» EXERCICES À FAIRE
1. Reproduisez à l'identique le passage du texte sur le juste prix qui va de « Quand j'étais à » à « un monopole ? ».
2. D'après le texte sur le juste prix, quels dividendes certains actionnaires de fonds de pension jugent-ils inacceptables ?
3. Poursuivez le texte sur le juste prix et la valeur de l'argent à la suite de sa dernière phrase.

Propos badins sur le juste prix et la valeur de l’argent
A côté d’articles sérieux sur l’argent, dont les effets sont majeurs sur l’économie ou la vie sociale, on peut badiner autour de cette question, qui reste un peu obscène en France. Par exemple, on ne dit jamais, ou seulement contraint, ce que l’on gagne réellement. Et pourtant on est quotidiennement affronté à cet instrument, « bon serviteur et mauvais maître », ne serait-ce qu’en faisant son marché (tiens, les prix ont augmenté !) ou en payant ses impôts : « plus qu’hier et bien moins que demain ».
Quand j'étais à l’école primaire dans les années 40, on apprenait en arithmétique le calcul des prix de revient et de prix de vente. Le prix de revient incluait le coût de la matière première, de la façon (main d’œuvre et frais généraux), du transport, de la marge de la distribution, des investissements indispensables pour continuer (on y inclurait aujourd’hui la recherche nécessaire pour avancer)… Tout cela pouvait avoir une valeur estimable, donc relativement objective. Venait s'ajouter, pour constituer le prix de vente, le bénéfice qui, en l'absence de règles fixes, est éminemment subjectif. Se limitera-t-il pour le producteur à ce qui lui sera nécessaire pour (bien) vivre — il a déjà prévu de rétribuer son personnel, renouveler son matériel…— ou se projette-t-il dans une accumulation du capital, voire en faire un moyen de spéculer ou d’établir un monopole ?
Que pourrait être un «juste prix» ? Dans notre système actuel, il y a certes, quelques contrôles, mais y a-t-il une règle, un pourcentage reconnu décent (pourquoi pas fixe ?) des bénéfices ? On sait que, pour les actionnaires de certains fonds de pension, des dividendes rapportant un pourcentage inférieur à 2 chiffres sont inacceptables.

» MATÉRIEL EXTRAIT
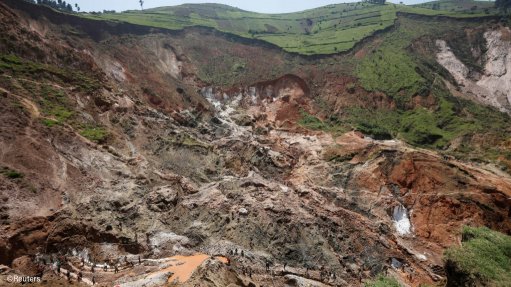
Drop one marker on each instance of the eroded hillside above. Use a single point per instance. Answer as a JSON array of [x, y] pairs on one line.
[[135, 155]]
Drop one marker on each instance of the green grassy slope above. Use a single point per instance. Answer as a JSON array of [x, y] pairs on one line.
[[487, 7], [324, 30], [483, 259]]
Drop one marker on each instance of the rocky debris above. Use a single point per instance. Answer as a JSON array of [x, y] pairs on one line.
[[493, 88], [243, 211], [163, 198], [230, 173], [293, 280], [25, 265]]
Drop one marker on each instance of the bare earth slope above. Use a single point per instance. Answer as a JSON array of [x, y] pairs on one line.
[[114, 152]]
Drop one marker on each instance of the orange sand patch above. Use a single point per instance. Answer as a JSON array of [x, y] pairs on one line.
[[222, 259], [184, 267]]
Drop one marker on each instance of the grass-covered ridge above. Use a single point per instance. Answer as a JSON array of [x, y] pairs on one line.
[[323, 30], [484, 258]]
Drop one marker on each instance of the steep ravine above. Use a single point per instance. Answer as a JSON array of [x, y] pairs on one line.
[[218, 184]]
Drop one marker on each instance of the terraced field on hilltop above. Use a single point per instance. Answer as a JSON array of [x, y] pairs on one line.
[[325, 30]]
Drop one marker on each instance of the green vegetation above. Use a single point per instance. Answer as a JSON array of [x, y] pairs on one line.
[[11, 174], [324, 30], [96, 134], [452, 118], [382, 281], [484, 258], [18, 67], [475, 7]]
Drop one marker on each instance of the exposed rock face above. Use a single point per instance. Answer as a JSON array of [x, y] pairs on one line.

» CORRIGÉ DES EXERCICES
1.
Quand j'étais à l’école primaire dans les années 40, on apprenait en arithmétique le calcul des prix de revient et de prix de vente. Le prix de revient incluait le coût de la matière première, de la façon (main d’œuvre et frais généraux), du transport, de la marge de la distribution, des investissements indispensables pour continuer (on y inclurait aujourd’hui la recherche nécessaire pour avancer)… Tout cela pouvait avoir une valeur estimable, donc relativement objective. Venait s'ajouter, pour constituer le prix de vente, le bénéfice qui, en l'absence de règles fixes, est éminemment subjectif. Se limitera-t-il pour le producteur à ce qui lui sera nécessaire pour (bien) vivre — il a déjà prévu de rétribuer son personnel, renouveler son matériel…— ou se projette-t-il dans une accumulation du capital, voire en faire un moyen de spéculer ou d’établir un monopole ?

2. Des dividendes qui rapportent un pourcentage inférieur à 2 chiffres.

3.
Sans parler de dumping provisoire possible de la part de producteurs de biens, il y a plusieurs manières de jouer sur les prix pour motiver le client : remises, promotions, soldes, cadeaux (souvent de bien médiocre qualité)… Ces pratiques, de toutes manières, ont un coût. Les consommateurs avertis ne préféreraient-ils pas payer un prix « juste » plutôt que d'être soumis à cette espèce de chantage au plus offrant ? Cette pratique a l’inconvénient supplémentaire d’habituer lesdits clients au prix le plus bas, sans qu’ils prennent en compte la qualité du produit ou sa provenance. Parfois même, il est affronté à des services « gratuits », c’est tentant, mais que cachent ces offres ?
On vit dans une économie monétaire. Pendant longtemps, le troc a été abandonné au profit de la monnaie plus facile à manier et de valeur arrêtée. Les relations humaines y ont perdu, au point qu’on assiste à une prise de conscience qui favoriserait un nouveau système d’échanges, vente de consommateur à consommateur par internet, services réciproques, achats de proximité etc.
Vous assistez aussi à l’amusant jeu de rôle de l’être « désintéressé », principalement chez quelques nantis : artistes de cinéma, vedettes de variétés, sportifs dits « de haut niveau ». Il est de bon ton, lorsqu’ils sont interviewés, de prétendre que ce qui les anime ce n’est certes pas l’argent qu’ils gagnent largement (fi ! quelle perspective vulgaire !), mais le seul « plaisir de jouer » (tiens, le mot peut servir aussi bien pour un acteur de cinéma, un footballeur … ou un joueur de poker !). À leurs affirmations indignées, il serait (presque) sûr que, si ce plaisir n’existait pas, ils aimeraient mieux être plombier-zingueur (encore qu’un bon plombier, comme un sujet rare, gagne bien sa vie).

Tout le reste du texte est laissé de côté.